5 provinces including the two most populous, Ontario and Quebec, have placed a ban on loyalty programs that reward customers for prescription drug purchases and other pharmacy services. The logic behind the ban is that incentives may distract consumers from responsible decision making. Clearly the legislative bodies throughout Canada share a world view of loyalty marketing where programs are built to do no more than “bribe” the customer in exchange for making a purchase.
How you view the ethical implications of loyalty programs emanates from your personal world view of loyalty marketing, a topic we’ve addressed here.
Now, at the behest of grocery chain Sobey’s, the superior court in the province of Alberta has temporarily stayed the ban pending further review. The judicial review of the Sobey’s filing is scheduled to be heard by the court in January 2015 and, until then, customers will be allowed to collect loyalty currency including that of the popular AirMiles program in participating pharmacies.
In our view, the logic behind the ban is flawed. The regulatory body effectively portrays consumers as simple-minded people whose decision making power over their choice of pharmaceuticals can be influenced by a single point of evaluation, in this case a smallish rebate.

——————————

QUESTIONS TO ANSWER:
[1] Answer these questions about the passage on the pharmacy loyalty program ban:
(a) How many provinces have banned loyalty programs that reward pharmacy purchases?
(b) At the request of which grocery chain did the Alberta court stay the ban?
(c) When is the judicial review scheduled to be heard?
[2] Please continue the passage on the pharmacy loyalty program ban from where it stops.

EXCERPTED DATA:
——————————

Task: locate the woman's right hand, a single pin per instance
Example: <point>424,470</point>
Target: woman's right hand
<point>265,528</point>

——————————

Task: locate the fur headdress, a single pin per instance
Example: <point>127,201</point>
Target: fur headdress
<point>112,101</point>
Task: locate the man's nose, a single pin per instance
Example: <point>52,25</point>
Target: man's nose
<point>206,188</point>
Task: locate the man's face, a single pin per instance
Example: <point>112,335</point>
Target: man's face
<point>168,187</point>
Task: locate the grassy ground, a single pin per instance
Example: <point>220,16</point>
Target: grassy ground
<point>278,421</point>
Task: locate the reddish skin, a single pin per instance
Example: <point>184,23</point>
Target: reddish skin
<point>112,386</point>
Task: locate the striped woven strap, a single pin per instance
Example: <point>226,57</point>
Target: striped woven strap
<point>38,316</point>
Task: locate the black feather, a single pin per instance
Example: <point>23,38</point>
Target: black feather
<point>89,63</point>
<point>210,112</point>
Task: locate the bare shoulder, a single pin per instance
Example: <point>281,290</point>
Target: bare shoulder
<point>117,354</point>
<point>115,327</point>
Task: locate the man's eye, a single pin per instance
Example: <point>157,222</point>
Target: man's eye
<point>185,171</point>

——————————

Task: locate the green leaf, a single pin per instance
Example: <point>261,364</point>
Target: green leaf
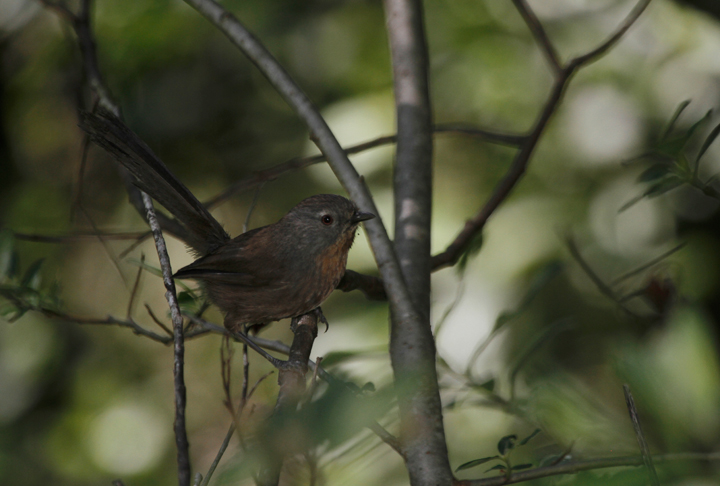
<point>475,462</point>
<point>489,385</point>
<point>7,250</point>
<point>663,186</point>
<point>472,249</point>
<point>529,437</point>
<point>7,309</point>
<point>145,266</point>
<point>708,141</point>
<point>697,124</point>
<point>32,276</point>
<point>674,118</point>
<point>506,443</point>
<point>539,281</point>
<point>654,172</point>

——————————

ANSWER LIST:
[1]
(a) 5
(b) Sobey's
(c) January 2015

[2]
Thinking of the choice of medications available for all types of medical conditions, there are multiple considerations to be evaluated including recommendations from doctors, interaction with other drugs being taken, and the long list of potential risks and side-effects from taking any prescription drug, all of which are disclosed in the fine print of documents accompanying each prescription.
The regulatory bodies also ignore the range of existing incentive programs in market offered by the pharma companies themselves. The benefits of these programs are generally more significant than the impact of collecting a few air miles, yet are an accepted industry marketing practice.
Awarding AirMiles or other promotional currency in conjunction with prescription purchase should be positioned as a tool to increase compliancy, a key determinant of realizing the potential of any pharmaceutical. It is also an effective way to create a feedback loop with patients and to improve satisfaction levels with the drugs themselves.
We’ll keep an eye on the progress of the Sobey’s appeal and the legal review planned for next year.